**TO BE DONE:**
Exactly as written, print each record in the listing.
※
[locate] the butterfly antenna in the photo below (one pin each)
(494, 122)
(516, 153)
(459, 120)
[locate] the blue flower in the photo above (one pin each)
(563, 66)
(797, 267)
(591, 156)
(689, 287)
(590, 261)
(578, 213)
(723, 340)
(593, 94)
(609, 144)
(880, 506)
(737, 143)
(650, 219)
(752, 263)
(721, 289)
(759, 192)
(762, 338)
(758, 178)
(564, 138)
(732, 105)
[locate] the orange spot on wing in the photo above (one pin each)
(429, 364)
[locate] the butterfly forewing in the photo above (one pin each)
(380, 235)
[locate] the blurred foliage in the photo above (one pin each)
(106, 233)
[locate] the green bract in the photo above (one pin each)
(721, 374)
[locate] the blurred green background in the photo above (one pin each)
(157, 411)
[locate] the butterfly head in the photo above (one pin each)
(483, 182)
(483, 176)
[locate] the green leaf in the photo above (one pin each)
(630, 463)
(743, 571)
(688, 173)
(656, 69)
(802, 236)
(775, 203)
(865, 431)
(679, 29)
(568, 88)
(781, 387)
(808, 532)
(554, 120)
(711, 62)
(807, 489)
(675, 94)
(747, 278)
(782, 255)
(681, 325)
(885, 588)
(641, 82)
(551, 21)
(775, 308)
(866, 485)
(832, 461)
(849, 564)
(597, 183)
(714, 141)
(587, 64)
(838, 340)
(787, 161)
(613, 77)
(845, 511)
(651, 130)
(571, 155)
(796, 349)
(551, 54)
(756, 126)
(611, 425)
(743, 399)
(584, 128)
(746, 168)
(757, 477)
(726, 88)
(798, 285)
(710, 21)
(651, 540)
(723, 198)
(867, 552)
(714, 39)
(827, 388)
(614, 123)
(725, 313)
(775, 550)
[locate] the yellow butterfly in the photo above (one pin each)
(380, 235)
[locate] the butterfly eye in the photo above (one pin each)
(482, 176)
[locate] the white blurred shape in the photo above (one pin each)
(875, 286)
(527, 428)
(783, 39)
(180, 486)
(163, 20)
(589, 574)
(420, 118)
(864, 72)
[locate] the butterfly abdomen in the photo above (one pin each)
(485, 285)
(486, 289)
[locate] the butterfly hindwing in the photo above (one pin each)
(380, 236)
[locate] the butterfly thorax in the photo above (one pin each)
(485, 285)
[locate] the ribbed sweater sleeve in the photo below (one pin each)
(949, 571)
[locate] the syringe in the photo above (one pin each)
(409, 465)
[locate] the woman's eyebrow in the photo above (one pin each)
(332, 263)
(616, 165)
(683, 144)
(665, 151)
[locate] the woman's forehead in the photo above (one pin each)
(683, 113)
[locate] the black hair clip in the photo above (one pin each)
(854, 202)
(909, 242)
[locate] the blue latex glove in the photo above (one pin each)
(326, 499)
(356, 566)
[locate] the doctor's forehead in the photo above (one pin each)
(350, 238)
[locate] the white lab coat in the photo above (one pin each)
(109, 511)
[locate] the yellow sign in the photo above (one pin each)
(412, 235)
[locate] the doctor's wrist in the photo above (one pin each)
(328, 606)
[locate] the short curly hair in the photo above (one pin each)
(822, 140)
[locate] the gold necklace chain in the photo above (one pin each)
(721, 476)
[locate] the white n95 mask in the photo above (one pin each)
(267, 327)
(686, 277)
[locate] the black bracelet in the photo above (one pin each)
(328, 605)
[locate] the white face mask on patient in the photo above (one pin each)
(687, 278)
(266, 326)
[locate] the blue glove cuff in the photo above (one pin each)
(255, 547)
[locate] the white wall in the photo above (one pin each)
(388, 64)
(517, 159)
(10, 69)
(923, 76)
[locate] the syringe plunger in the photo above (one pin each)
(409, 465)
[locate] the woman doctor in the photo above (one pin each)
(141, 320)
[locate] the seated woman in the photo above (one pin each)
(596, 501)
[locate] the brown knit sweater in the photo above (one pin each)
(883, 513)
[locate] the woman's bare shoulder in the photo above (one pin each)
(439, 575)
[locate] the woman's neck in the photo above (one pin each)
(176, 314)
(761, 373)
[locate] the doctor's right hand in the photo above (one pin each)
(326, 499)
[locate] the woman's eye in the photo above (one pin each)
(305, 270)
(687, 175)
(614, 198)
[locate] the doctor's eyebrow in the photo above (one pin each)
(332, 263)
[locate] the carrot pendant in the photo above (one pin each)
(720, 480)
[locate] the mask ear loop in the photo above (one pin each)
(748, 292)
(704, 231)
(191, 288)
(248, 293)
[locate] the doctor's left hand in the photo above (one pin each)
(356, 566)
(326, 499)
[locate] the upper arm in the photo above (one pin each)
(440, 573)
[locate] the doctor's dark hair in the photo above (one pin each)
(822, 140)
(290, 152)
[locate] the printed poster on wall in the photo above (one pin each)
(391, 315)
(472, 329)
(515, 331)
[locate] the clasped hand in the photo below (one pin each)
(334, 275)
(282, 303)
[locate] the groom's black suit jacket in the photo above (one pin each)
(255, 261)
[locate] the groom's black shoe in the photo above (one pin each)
※
**SOLUTION TO THIS EXERCISE:**
[locate] the butterfly antenna in the photo below (one pin each)
(494, 122)
(516, 153)
(459, 120)
[locate] the blue flower in the photo above (one pin each)
(563, 66)
(797, 267)
(591, 156)
(689, 287)
(590, 261)
(578, 213)
(723, 340)
(593, 94)
(609, 144)
(880, 506)
(737, 143)
(650, 219)
(752, 263)
(721, 289)
(759, 192)
(762, 338)
(758, 178)
(564, 138)
(732, 105)
[locate] the orange spot on wing in the photo above (one pin each)
(429, 364)
[locate] the butterfly forewing in the photo above (one pin each)
(380, 235)
[locate] the blurred foliage in the photo above (one pin each)
(106, 233)
[locate] the green bract in the photo above (one pin each)
(721, 374)
[locate] the blurred green background in the photo above (one pin each)
(157, 411)
[locate] the butterfly head in the photo above (one pin each)
(483, 182)
(483, 176)
[locate] the green leaf in the photo above (one pin each)
(630, 463)
(743, 571)
(688, 173)
(656, 69)
(802, 236)
(775, 203)
(865, 431)
(679, 29)
(568, 88)
(781, 387)
(808, 532)
(554, 120)
(711, 62)
(807, 489)
(675, 94)
(747, 278)
(782, 255)
(681, 325)
(885, 588)
(641, 82)
(551, 21)
(775, 308)
(866, 485)
(832, 461)
(849, 564)
(597, 183)
(714, 141)
(587, 64)
(838, 340)
(787, 161)
(613, 77)
(845, 511)
(651, 130)
(571, 155)
(796, 349)
(551, 54)
(756, 126)
(611, 425)
(743, 399)
(584, 128)
(746, 168)
(757, 477)
(726, 88)
(798, 285)
(710, 21)
(651, 540)
(723, 198)
(867, 552)
(714, 39)
(827, 388)
(614, 123)
(725, 313)
(775, 550)
[locate] the yellow butterfly in the photo above (one pin each)
(380, 235)
[locate] the butterfly eye in the photo above (one pin each)
(482, 176)
[locate] the white blurred shape in the photo above (one pin each)
(875, 286)
(527, 428)
(783, 39)
(180, 486)
(163, 20)
(589, 574)
(420, 118)
(864, 72)
[locate] the butterfly abdomen in the photo above (one pin each)
(485, 285)
(486, 289)
[locate] the butterfly hindwing in the photo above (one pin each)
(380, 236)
[locate] the butterfly thorax in the photo above (one pin each)
(485, 285)
[locate] the ribbed sweater sleeve in the photo below (one pin each)
(949, 571)
[locate] the syringe in the photo above (one pin each)
(409, 465)
[locate] the woman's eyebrow in the photo above (one pin each)
(332, 263)
(616, 165)
(683, 144)
(665, 151)
[locate] the woman's forehead in the photo above (one pin each)
(683, 113)
[locate] the black hair clip in the photo above (one pin each)
(854, 202)
(909, 242)
[locate] the blue latex glove in the photo above (one pin each)
(326, 499)
(356, 566)
[locate] the doctor's forehead in the photo above (one pin each)
(350, 238)
[locate] the white lab coat in the photo above (one pin each)
(109, 511)
[locate] the yellow sign in the photo above (one pin each)
(412, 235)
[locate] the doctor's wrist in the photo above (one pin each)
(328, 606)
[locate] the short curly hair in the photo above (one pin each)
(822, 140)
[locate] the gold necklace chain in the photo above (one pin each)
(721, 476)
[locate] the white n95 mask in the photo above (one pin each)
(267, 327)
(686, 277)
[locate] the black bracelet in the photo above (one pin each)
(328, 605)
[locate] the white face mask on patient in the photo above (one pin each)
(687, 278)
(266, 326)
[locate] the blue glove cuff in the photo above (one pin each)
(255, 547)
[locate] the white wall in the photo above (one pin each)
(388, 64)
(517, 159)
(10, 69)
(923, 76)
[locate] the syringe plunger in the photo above (one pin each)
(409, 465)
[locate] the woman doctor in the photo above (one pin each)
(141, 320)
[locate] the seated woman in the photo above (one pin each)
(596, 501)
[locate] the brown knit sweater in the photo above (one pin each)
(883, 513)
[locate] the woman's bare shoulder in the photo above (one pin each)
(439, 575)
[locate] the woman's neck in the photo above (one pin each)
(176, 314)
(761, 373)
[locate] the doctor's right hand in the photo above (one pin each)
(326, 499)
[locate] the woman's eye in the photo above (one pin each)
(305, 270)
(687, 175)
(614, 198)
[locate] the doctor's eyebrow in the photo above (one pin each)
(332, 263)
[locate] the carrot pendant in the photo above (one pin each)
(720, 480)
[locate] the mask ear loop in the photo above (one pin each)
(748, 292)
(704, 231)
(191, 288)
(248, 293)
[locate] the doctor's left hand in the photo above (one pin each)
(356, 566)
(326, 499)
[locate] the upper arm in the photo above (one pin each)
(440, 573)
[locate] the doctor's dark hair in the photo above (one pin each)
(822, 140)
(290, 152)
[locate] the printed poster on wall in the photo above (one pin each)
(391, 315)
(472, 329)
(515, 331)
[locate] the clasped hand in the photo below (one pin each)
(334, 275)
(282, 303)
[locate] the groom's black suit jacket in the photo above (one pin each)
(255, 261)
[locate] the groom's black shoe in the photo above (one pin each)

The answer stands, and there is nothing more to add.